# [To do]
Please render all of the data below as a Markdown table with two columns, Row and Entry, giving each line its own numbered row. Omit blank lines, and keep the pictures out of the table.

# [Record set]
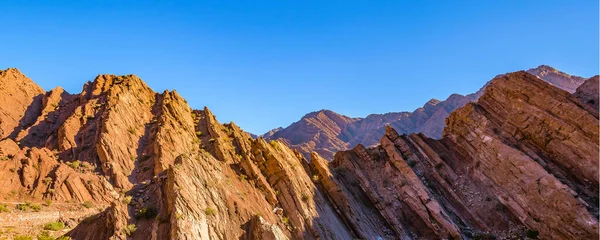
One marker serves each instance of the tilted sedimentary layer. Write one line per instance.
(119, 160)
(327, 132)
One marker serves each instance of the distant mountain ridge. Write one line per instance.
(327, 132)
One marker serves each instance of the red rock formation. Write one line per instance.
(557, 78)
(588, 92)
(327, 132)
(522, 160)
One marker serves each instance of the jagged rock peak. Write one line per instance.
(555, 77)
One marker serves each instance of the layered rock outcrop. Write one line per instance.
(326, 137)
(507, 167)
(520, 163)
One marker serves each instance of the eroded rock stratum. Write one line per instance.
(119, 161)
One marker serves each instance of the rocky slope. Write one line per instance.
(120, 161)
(328, 136)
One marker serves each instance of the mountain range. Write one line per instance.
(120, 161)
(327, 132)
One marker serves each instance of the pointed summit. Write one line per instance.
(20, 97)
(557, 78)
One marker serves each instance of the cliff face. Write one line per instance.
(120, 161)
(150, 167)
(510, 164)
(557, 78)
(326, 137)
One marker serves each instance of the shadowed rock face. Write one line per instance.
(317, 132)
(522, 160)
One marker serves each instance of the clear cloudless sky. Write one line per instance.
(264, 64)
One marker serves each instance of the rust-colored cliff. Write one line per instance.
(120, 161)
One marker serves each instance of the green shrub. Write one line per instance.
(131, 130)
(147, 212)
(129, 229)
(47, 180)
(4, 208)
(88, 204)
(25, 207)
(210, 211)
(305, 197)
(44, 235)
(54, 226)
(74, 164)
(126, 199)
(533, 233)
(243, 177)
(36, 207)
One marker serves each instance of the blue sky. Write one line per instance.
(264, 64)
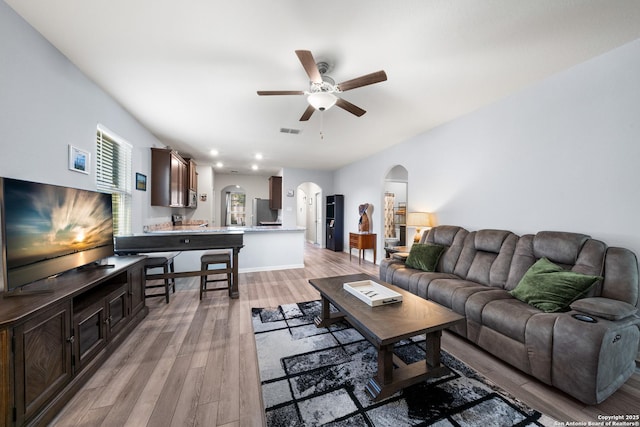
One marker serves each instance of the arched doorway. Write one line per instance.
(233, 200)
(395, 206)
(309, 211)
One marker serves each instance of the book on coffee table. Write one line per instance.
(372, 293)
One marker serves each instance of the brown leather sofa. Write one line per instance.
(589, 360)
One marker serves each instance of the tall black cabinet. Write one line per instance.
(335, 222)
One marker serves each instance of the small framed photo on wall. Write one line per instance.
(141, 182)
(79, 160)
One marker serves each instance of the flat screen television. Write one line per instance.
(49, 229)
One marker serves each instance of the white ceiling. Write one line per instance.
(189, 70)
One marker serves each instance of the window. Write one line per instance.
(113, 175)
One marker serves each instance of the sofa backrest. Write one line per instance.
(450, 236)
(621, 276)
(572, 251)
(486, 257)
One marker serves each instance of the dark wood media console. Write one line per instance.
(52, 342)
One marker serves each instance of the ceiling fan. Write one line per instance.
(323, 90)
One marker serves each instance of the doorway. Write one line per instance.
(309, 212)
(395, 206)
(234, 208)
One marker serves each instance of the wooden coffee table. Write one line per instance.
(385, 325)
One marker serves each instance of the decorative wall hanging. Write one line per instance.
(79, 160)
(141, 182)
(363, 223)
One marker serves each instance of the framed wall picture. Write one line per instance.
(141, 182)
(79, 160)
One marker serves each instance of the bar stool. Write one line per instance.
(162, 260)
(223, 262)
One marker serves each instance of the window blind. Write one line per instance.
(114, 175)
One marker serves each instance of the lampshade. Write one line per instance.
(418, 219)
(321, 100)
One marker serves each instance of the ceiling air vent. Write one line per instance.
(289, 130)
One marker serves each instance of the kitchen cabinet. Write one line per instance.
(169, 178)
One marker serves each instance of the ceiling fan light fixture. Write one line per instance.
(322, 100)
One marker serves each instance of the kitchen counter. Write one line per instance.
(188, 229)
(269, 247)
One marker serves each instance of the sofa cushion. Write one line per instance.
(424, 256)
(550, 288)
(561, 247)
(605, 308)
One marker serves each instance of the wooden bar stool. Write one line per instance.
(221, 261)
(162, 260)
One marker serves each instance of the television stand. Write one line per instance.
(52, 342)
(94, 266)
(20, 292)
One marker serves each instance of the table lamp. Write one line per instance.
(418, 219)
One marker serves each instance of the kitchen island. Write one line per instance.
(264, 247)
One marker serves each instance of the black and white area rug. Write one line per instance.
(316, 376)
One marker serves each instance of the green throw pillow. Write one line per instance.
(551, 288)
(424, 257)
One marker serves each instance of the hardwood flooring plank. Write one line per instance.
(229, 408)
(187, 404)
(135, 384)
(206, 415)
(251, 413)
(165, 407)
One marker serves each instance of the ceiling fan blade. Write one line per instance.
(307, 113)
(353, 109)
(309, 64)
(369, 79)
(280, 92)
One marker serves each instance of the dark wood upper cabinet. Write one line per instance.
(169, 178)
(275, 192)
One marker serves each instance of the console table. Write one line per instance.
(362, 241)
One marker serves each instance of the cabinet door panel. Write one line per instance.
(136, 289)
(43, 359)
(117, 310)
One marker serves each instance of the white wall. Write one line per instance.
(46, 103)
(560, 155)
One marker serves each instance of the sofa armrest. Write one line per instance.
(590, 361)
(604, 308)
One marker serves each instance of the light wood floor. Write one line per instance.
(192, 363)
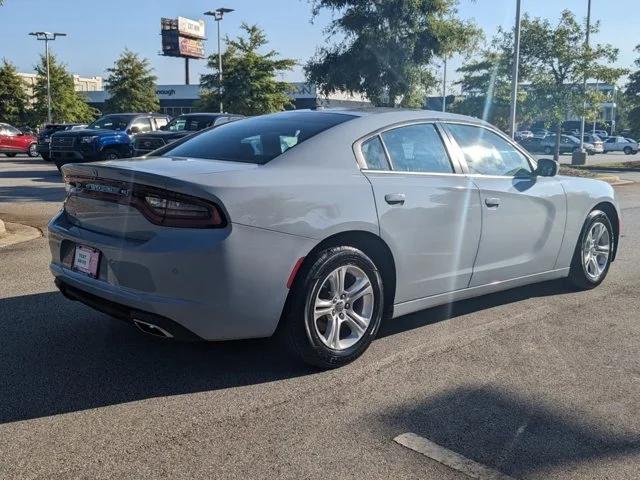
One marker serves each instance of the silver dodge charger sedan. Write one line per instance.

# [Exercise answer]
| Row | Entry |
|---|---|
| 1 | One marker serves each instance of the tilted sedimentary layer. Write one line per instance. |
| 2 | (119, 160) |
| 3 | (327, 132) |
| 4 | One marker serves each instance of the distant mountain ridge. Write one line per instance. |
| 5 | (327, 132) |
| 6 | One marker serves each instance of the red rock formation. Write one line per instance. |
| 7 | (557, 78) |
| 8 | (588, 92) |
| 9 | (327, 132) |
| 10 | (522, 160) |
| 11 | One marker serves each instance of the jagged rock peak. Write one line per instance. |
| 12 | (555, 77) |
| 13 | One marker serves each instance of the layered rock outcrop. Write one line per instance. |
| 14 | (326, 137) |
| 15 | (507, 167) |
| 16 | (520, 163) |
| 17 | One marker serves each instance of the eroded rock stratum. Write one line per instance. |
| 18 | (119, 161) |
| 19 | One marker serves each instance of the rocky slope. Write one line per instance. |
| 20 | (120, 161) |
| 21 | (328, 136) |
| 22 | One marker serves each instance of the mountain range. Write one line per instance. |
| 23 | (120, 161) |
| 24 | (327, 132) |
| 25 | One marker serves each instance of the pointed summit. Write one line per instance. |
| 26 | (20, 97) |
| 27 | (557, 78) |
| 28 | One marker serves each instance of the cliff face. Write one line per instance. |
| 29 | (120, 161) |
| 30 | (150, 167) |
| 31 | (510, 164) |
| 32 | (557, 78) |
| 33 | (326, 137) |
| 34 | One marker serves each instance of the shadowed rock face. Write one line per instance. |
| 35 | (317, 132) |
| 36 | (522, 160) |
| 37 | One marker serves each instance of the clear cloudless sky. Write one line per instance. |
| 38 | (264, 64) |
| 39 | One marker serves each instance of the rust-colored cliff. Write one line per instance. |
| 40 | (120, 161) |
| 41 | One marker serves each instance of the green shrub. Write one line per instance. |
| 42 | (131, 130) |
| 43 | (147, 212) |
| 44 | (129, 229) |
| 45 | (47, 180) |
| 46 | (4, 208) |
| 47 | (88, 204) |
| 48 | (25, 207) |
| 49 | (210, 211) |
| 50 | (305, 197) |
| 51 | (44, 235) |
| 52 | (54, 226) |
| 53 | (74, 164) |
| 54 | (126, 199) |
| 55 | (533, 233) |
| 56 | (243, 177) |
| 57 | (36, 207) |
| 58 | One marker serves each instance of the blue sky. Write one line per instance. |
| 59 | (264, 64) |
| 60 | One marker serves each instance of the arched doorway. Write one line per instance. |
| 61 | (233, 200) |
| 62 | (395, 206) |
| 63 | (309, 211) |
| 64 | One marker serves each instance of the book on coffee table. Write one line per instance. |
| 65 | (372, 293) |
| 66 | One marker serves each instance of the brown leather sofa. Write one line per instance. |
| 67 | (589, 360) |
| 68 | One marker serves each instance of the tall black cabinet. Write one line per instance. |
| 69 | (335, 222) |
| 70 | One marker serves each instance of the small framed photo on wall. Write one line per instance. |
| 71 | (141, 182) |
| 72 | (79, 160) |
| 73 | One marker serves each instance of the flat screen television. Write one line per instance. |
| 74 | (49, 229) |
| 75 | One marker serves each instance of the white ceiling. Write one line per instance. |
| 76 | (189, 70) |
| 77 | One marker serves each instance of the window. Write one line per instance. |
| 78 | (113, 175) |
| 79 | One marker serves each instance of the sofa backrest. Write one line per instance. |
| 80 | (450, 236) |
| 81 | (621, 276) |
| 82 | (572, 251) |
| 83 | (486, 257) |
| 84 | One marker serves each instance of the dark wood media console. Write one line per instance. |
| 85 | (52, 342) |
| 86 | One marker serves each instance of the ceiling fan. Write one line per instance. |
| 87 | (323, 90) |
| 88 | One marker serves each instance of the doorway. Write one line per instance. |
| 89 | (309, 212) |
| 90 | (395, 206) |
| 91 | (234, 208) |
| 92 | One marker serves each instance of the wooden coffee table. Write one line per instance. |
| 93 | (385, 325) |
| 94 | One marker serves each instance of the decorative wall hanging. Write one line per instance. |
| 95 | (79, 160) |
| 96 | (141, 182) |
| 97 | (363, 223) |
| 98 | One marker serves each instance of the framed wall picture. Write one line per instance. |
| 99 | (141, 182) |
| 100 | (79, 160) |
| 101 | One marker serves each instance of the bar stool. Write one line per instance. |
| 102 | (162, 260) |
| 103 | (223, 262) |
| 104 | One marker serves each instance of the window blind. Write one line per instance. |
| 105 | (114, 175) |
| 106 | One marker serves each instance of the lampshade. Write one line per instance. |
| 107 | (418, 219) |
| 108 | (321, 100) |
| 109 | One marker serves each instance of the ceiling air vent. Write one line per instance. |
| 110 | (289, 130) |
| 111 | One marker serves each instance of the kitchen cabinet. Write one line per instance. |
| 112 | (169, 178) |
| 113 | One marker serves each instance of the ceiling fan light fixture. Write one line per instance. |
| 114 | (322, 100) |
| 115 | One marker serves each instance of the kitchen counter. Write one line per instance. |
| 116 | (188, 229) |
| 117 | (269, 247) |
| 118 | One marker serves each instance of the sofa cushion. Write one line per instance. |
| 119 | (424, 256) |
| 120 | (550, 288) |
| 121 | (561, 247) |
| 122 | (605, 308) |
| 123 | One marker serves each instance of the wooden bar stool. Write one line per instance. |
| 124 | (221, 261) |
| 125 | (162, 260) |
| 126 | One marker serves each instance of the television stand. Write one line per instance. |
| 127 | (52, 342) |
| 128 | (94, 266) |
| 129 | (20, 292) |
| 130 | One marker serves each instance of the table lamp. Write one line per instance. |
| 131 | (418, 219) |
| 132 | One marker serves each instance of the kitchen island. Write one line per instance. |
| 133 | (264, 247) |
| 134 | One marker serves each instance of the black and white area rug. Write one line per instance. |
| 135 | (316, 376) |
| 136 | One marker serves each instance of the green throw pillow. Write one line per instance. |
| 137 | (551, 288) |
| 138 | (424, 257) |
| 139 | One marker serves each instance of the hardwood flooring plank. Write one line per instance. |
| 140 | (229, 408) |
| 141 | (187, 404) |
| 142 | (135, 384) |
| 143 | (206, 415) |
| 144 | (251, 413) |
| 145 | (165, 407) |
| 146 | One marker serves each instance of the ceiling fan blade. Write one line per instance. |
| 147 | (307, 113) |
| 148 | (353, 109) |
| 149 | (309, 64) |
| 150 | (369, 79) |
| 151 | (280, 92) |
| 152 | One marker serves each instance of the dark wood upper cabinet. Write one line per instance. |
| 153 | (169, 178) |
| 154 | (275, 192) |
| 155 | One marker serves each instance of the console table. Write one line per instance. |
| 156 | (362, 241) |
| 157 | One marker serves each instance of the cabinet door panel. Write one line per instance. |
| 158 | (136, 289) |
| 159 | (43, 359) |
| 160 | (117, 310) |
| 161 | One marker serves each instance of the white wall. Write one line per instance. |
| 162 | (46, 103) |
| 163 | (560, 155) |
| 164 | One marker serves each instance of the sofa armrest. Write one line per instance. |
| 165 | (590, 361) |
| 166 | (604, 308) |
| 167 | One marker serves each instance of the light wood floor. Write one line per instance. |
| 168 | (192, 363) |
| 169 | One marker serves each instance of the silver dodge charger sedan. Write one line per instance. |